* **Data to process**
......

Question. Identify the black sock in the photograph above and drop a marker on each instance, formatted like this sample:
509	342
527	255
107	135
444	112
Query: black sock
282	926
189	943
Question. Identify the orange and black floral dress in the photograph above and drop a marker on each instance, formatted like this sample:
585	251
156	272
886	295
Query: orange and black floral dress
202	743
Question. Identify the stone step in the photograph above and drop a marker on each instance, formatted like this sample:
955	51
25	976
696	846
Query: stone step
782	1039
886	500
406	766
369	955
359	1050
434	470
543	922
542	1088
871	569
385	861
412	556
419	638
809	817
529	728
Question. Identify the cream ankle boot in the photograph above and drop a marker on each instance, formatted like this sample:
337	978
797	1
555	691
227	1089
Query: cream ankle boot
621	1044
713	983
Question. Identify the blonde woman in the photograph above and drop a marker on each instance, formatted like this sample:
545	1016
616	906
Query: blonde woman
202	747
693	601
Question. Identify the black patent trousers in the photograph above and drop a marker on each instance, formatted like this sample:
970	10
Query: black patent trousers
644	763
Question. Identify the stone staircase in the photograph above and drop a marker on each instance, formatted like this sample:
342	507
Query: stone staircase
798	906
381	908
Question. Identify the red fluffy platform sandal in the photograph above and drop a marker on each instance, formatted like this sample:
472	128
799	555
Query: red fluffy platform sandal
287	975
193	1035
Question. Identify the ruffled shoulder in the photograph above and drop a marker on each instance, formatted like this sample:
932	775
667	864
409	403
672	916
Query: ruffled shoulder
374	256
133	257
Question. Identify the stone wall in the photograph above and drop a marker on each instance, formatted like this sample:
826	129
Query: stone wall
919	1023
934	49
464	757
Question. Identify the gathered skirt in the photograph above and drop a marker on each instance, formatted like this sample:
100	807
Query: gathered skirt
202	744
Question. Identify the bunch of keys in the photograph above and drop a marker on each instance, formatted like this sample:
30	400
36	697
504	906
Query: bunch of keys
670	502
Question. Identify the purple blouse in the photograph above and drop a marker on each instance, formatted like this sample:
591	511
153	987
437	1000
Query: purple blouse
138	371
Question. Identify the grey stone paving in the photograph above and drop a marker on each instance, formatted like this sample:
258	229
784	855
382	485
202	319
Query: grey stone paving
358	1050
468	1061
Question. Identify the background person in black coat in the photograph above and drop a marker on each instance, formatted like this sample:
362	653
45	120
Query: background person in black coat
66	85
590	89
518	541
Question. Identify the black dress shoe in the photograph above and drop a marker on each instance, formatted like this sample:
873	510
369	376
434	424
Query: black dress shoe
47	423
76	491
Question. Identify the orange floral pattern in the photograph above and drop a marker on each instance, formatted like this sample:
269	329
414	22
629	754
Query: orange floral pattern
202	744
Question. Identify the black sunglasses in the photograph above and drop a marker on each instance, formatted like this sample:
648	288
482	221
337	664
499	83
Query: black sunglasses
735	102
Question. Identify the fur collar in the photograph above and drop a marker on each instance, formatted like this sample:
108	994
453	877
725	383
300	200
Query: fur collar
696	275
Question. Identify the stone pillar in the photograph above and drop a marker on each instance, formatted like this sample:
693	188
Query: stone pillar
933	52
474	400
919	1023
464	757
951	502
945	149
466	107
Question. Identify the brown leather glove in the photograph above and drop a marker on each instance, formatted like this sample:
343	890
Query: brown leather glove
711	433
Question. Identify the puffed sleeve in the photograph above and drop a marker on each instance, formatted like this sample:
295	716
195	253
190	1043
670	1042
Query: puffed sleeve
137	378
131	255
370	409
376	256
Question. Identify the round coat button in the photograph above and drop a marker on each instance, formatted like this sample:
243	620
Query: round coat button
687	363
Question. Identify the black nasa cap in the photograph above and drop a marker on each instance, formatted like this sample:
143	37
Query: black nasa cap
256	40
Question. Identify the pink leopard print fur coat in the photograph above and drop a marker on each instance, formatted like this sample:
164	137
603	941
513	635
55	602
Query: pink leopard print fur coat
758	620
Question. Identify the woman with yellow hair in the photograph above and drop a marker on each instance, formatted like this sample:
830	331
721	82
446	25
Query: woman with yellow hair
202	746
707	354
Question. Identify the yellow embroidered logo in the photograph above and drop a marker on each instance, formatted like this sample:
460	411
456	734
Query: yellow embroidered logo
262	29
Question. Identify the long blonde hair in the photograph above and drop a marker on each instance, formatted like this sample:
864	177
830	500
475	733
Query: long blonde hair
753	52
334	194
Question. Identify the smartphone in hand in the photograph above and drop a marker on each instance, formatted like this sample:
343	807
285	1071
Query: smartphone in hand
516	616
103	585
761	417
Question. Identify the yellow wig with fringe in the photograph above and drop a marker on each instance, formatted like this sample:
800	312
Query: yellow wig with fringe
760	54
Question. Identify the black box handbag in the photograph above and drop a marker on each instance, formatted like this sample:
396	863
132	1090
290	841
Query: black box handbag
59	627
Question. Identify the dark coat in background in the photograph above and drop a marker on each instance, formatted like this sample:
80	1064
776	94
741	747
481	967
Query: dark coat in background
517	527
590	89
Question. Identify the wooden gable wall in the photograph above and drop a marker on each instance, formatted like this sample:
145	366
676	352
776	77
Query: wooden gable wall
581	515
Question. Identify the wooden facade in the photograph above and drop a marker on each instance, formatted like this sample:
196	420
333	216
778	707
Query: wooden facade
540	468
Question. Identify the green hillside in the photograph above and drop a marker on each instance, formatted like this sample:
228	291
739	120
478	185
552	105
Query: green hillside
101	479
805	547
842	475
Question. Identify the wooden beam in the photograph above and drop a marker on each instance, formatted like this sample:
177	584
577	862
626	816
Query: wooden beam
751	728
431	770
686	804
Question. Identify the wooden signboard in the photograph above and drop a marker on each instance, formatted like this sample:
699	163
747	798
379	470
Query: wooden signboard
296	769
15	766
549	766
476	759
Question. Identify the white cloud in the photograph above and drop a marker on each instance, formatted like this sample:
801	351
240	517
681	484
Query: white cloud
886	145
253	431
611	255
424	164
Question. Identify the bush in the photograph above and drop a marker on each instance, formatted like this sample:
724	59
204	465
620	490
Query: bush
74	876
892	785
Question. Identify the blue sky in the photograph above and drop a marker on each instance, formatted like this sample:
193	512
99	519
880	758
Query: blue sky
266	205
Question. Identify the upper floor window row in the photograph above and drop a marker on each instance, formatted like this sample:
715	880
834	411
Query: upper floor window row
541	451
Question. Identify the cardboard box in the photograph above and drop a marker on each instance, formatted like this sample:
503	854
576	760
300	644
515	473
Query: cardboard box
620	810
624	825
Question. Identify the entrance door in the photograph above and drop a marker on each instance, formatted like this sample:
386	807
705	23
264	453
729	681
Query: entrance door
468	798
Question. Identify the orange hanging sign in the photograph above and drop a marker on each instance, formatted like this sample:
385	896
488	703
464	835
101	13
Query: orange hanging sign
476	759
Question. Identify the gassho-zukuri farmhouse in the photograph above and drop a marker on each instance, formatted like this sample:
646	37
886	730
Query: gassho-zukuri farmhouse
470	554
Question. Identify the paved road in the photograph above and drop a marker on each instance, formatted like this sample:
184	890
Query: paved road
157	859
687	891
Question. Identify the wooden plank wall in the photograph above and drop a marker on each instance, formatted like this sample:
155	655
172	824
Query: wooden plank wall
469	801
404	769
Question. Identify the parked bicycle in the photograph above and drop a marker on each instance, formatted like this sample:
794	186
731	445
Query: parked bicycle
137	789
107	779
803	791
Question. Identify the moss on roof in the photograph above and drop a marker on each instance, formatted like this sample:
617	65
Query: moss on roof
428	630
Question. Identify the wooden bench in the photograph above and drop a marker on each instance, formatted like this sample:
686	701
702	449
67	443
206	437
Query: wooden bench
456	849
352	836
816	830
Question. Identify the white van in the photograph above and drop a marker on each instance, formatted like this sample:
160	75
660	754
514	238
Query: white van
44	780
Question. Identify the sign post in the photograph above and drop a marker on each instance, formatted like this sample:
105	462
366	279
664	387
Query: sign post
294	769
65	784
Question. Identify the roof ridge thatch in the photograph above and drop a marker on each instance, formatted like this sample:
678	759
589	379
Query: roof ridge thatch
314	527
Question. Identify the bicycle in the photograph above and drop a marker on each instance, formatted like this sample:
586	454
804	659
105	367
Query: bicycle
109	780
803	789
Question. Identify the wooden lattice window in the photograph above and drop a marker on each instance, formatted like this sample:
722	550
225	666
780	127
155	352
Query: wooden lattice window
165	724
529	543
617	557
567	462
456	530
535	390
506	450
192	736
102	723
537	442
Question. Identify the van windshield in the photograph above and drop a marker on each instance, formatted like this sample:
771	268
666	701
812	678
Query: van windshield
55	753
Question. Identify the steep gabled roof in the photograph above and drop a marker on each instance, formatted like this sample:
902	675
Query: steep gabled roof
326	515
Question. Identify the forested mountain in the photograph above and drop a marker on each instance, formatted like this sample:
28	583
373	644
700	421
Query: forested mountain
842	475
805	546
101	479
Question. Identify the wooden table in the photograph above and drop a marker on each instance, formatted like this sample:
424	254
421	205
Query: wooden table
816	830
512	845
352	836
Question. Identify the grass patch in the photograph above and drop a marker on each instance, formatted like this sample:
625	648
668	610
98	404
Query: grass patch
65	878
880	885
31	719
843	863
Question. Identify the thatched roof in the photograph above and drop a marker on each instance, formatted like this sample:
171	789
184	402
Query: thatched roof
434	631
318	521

......

* **Given request**
Copy out, word for word, the stretch of the listing from the line containing "Question. Identify the van" through the end of the listing.

* **Response below**
Question. Identify the van windshield in the photograph above and drop a marker on each instance, formatted like this sample:
771	268
666	701
812	678
Query: van windshield
55	753
Question. Identify the steep gabled roof in the photograph above and drop a marker on each instance, formatted like this sample:
902	675
Query: steep gabled roof
326	515
Question. Identify the forested mountain in the photograph above and drop a marker on each instance, formatted like this sample:
28	583
373	644
700	421
Query: forested mountain
842	475
805	546
101	479
Question. Identify the wooden table in the photograph above and drop a marker on each instance, formatted like this sample:
424	254
421	205
Query: wooden table
816	830
512	845
352	836
Question. Identify the grass patch in the photograph above and drop a marker on each instance, formatted like this sample:
625	648
668	610
98	404
Query: grass patch
65	878
880	885
31	719
843	863
Question. Identify the thatched roof in the photograph above and drop a marker on each instance, formatted like this sample:
171	789
184	402
Query: thatched roof
434	631
318	521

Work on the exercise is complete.